## TASK DIRECTIONS
List every line of the records below that contains the word "sneaker", matching case exactly.

## SUPPLIED DATA
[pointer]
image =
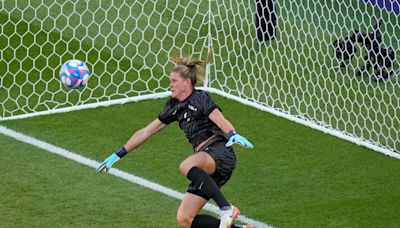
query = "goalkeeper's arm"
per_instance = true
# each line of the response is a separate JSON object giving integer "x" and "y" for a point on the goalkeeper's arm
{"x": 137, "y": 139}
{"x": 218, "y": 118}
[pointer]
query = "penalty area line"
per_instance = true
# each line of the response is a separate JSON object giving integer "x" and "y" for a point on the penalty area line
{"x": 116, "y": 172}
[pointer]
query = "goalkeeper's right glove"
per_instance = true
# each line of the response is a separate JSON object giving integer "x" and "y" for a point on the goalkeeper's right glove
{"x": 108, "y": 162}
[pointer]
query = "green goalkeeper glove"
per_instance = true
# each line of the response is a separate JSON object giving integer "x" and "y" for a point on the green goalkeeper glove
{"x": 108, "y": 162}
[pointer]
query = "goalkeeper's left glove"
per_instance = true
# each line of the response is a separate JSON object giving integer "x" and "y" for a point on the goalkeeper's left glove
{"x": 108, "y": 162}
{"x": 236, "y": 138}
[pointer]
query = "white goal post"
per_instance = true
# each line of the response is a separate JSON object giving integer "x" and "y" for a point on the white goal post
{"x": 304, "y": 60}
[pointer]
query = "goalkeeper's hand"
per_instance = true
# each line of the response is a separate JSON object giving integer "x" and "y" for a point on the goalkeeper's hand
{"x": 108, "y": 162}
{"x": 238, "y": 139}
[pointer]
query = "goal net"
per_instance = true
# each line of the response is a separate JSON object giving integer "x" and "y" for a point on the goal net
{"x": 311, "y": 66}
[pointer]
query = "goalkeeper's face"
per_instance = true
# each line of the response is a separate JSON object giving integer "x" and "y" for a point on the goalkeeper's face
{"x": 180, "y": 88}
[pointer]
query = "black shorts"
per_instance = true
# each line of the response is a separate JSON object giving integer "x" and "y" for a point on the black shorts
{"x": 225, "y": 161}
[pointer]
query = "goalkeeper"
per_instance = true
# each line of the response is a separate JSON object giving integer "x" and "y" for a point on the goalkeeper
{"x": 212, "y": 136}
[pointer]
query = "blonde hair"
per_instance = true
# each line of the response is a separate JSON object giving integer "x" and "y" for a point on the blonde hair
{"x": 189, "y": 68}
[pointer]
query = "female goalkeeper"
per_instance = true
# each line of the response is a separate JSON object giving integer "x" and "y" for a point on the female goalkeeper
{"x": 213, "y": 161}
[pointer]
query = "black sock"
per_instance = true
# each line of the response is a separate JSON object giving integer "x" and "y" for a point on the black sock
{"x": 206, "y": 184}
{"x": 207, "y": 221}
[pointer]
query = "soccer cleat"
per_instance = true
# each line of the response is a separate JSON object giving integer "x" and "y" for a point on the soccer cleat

==

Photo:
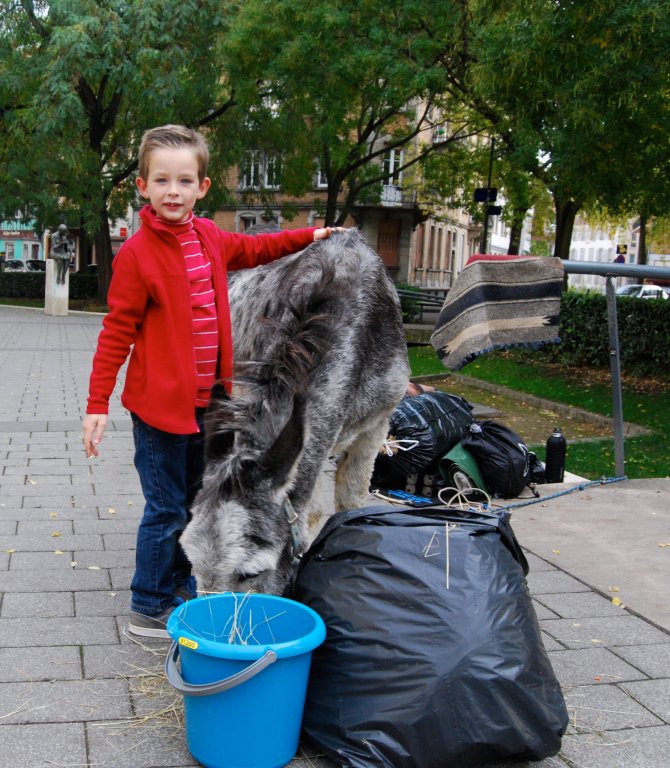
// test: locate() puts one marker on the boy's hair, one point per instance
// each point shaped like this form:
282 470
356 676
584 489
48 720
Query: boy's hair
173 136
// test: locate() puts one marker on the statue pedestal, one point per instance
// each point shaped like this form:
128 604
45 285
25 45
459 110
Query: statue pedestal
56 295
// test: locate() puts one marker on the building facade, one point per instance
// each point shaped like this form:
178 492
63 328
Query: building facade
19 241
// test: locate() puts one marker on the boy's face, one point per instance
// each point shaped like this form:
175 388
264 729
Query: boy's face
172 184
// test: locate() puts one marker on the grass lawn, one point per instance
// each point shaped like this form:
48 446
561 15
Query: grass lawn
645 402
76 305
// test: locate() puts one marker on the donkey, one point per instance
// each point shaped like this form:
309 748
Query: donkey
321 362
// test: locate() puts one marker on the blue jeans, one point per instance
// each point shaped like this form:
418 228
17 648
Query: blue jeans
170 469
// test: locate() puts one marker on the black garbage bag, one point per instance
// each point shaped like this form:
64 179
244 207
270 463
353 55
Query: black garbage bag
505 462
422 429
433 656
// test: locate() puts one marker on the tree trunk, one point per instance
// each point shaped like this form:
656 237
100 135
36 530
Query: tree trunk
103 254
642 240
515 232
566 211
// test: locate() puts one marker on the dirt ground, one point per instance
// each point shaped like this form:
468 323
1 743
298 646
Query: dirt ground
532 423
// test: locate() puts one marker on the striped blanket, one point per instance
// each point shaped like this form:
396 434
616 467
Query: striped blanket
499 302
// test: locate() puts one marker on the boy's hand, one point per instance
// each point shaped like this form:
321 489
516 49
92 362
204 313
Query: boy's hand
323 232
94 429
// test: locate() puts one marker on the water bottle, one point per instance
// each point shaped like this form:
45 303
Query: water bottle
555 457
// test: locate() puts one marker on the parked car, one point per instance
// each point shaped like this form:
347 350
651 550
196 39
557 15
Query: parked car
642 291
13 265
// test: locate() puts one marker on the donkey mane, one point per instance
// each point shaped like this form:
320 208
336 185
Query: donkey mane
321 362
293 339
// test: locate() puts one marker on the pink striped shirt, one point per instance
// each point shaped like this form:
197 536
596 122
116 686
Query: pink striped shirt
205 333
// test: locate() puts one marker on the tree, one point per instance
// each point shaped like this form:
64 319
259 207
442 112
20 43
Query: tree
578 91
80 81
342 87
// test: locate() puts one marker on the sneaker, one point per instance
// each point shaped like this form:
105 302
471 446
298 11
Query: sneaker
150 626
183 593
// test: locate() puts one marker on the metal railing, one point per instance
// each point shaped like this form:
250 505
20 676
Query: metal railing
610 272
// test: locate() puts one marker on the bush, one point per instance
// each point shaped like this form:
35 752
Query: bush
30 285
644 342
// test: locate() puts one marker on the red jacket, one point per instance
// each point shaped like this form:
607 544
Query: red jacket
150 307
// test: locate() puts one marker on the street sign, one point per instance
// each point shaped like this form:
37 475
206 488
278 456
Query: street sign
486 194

--

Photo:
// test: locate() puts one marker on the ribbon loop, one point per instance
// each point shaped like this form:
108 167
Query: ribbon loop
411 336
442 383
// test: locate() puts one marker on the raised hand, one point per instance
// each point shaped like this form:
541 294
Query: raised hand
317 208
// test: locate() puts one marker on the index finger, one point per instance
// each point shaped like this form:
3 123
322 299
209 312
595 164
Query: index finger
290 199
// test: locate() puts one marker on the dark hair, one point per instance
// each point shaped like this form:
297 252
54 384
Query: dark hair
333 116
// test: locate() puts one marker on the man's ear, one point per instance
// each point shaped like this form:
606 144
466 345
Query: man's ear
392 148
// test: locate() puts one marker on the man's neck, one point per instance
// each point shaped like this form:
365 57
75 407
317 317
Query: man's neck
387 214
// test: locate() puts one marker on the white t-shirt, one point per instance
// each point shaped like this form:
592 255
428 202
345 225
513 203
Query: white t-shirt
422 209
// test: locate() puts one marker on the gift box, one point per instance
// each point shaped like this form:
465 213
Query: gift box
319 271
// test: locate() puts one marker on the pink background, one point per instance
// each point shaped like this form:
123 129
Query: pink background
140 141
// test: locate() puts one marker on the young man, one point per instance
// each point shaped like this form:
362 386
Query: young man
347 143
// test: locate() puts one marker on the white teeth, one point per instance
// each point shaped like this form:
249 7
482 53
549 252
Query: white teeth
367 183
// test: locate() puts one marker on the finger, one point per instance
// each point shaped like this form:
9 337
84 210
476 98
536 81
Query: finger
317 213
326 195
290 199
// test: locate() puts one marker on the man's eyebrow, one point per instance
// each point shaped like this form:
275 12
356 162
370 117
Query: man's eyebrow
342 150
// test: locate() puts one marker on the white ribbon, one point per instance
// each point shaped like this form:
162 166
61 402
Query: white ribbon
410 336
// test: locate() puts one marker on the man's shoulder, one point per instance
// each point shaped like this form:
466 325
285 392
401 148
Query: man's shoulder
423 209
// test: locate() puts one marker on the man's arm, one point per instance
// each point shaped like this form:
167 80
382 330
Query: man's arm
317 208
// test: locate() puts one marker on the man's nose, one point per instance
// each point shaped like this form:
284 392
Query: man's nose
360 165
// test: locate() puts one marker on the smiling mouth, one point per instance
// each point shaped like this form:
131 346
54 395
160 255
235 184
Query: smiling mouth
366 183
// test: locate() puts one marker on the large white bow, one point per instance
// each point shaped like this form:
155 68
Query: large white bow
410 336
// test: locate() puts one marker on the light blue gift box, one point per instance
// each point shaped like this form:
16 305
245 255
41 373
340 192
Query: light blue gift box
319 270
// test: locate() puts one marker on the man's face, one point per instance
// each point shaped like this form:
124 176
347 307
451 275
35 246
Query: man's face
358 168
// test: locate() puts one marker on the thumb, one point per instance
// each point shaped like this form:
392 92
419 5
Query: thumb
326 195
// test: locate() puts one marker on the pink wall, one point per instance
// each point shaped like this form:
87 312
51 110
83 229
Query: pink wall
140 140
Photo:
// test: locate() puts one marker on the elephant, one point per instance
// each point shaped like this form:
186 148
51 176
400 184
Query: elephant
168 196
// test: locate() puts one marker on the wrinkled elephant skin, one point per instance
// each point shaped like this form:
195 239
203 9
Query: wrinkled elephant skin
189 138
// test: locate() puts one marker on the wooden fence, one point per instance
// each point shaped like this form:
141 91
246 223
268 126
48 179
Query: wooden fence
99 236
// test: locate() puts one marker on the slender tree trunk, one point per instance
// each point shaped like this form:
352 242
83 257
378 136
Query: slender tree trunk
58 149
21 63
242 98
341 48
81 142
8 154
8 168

## RESULT OF THE EXERCISE
// test: locate() puts one marker on the sneaker, one point per instance
Query: sneaker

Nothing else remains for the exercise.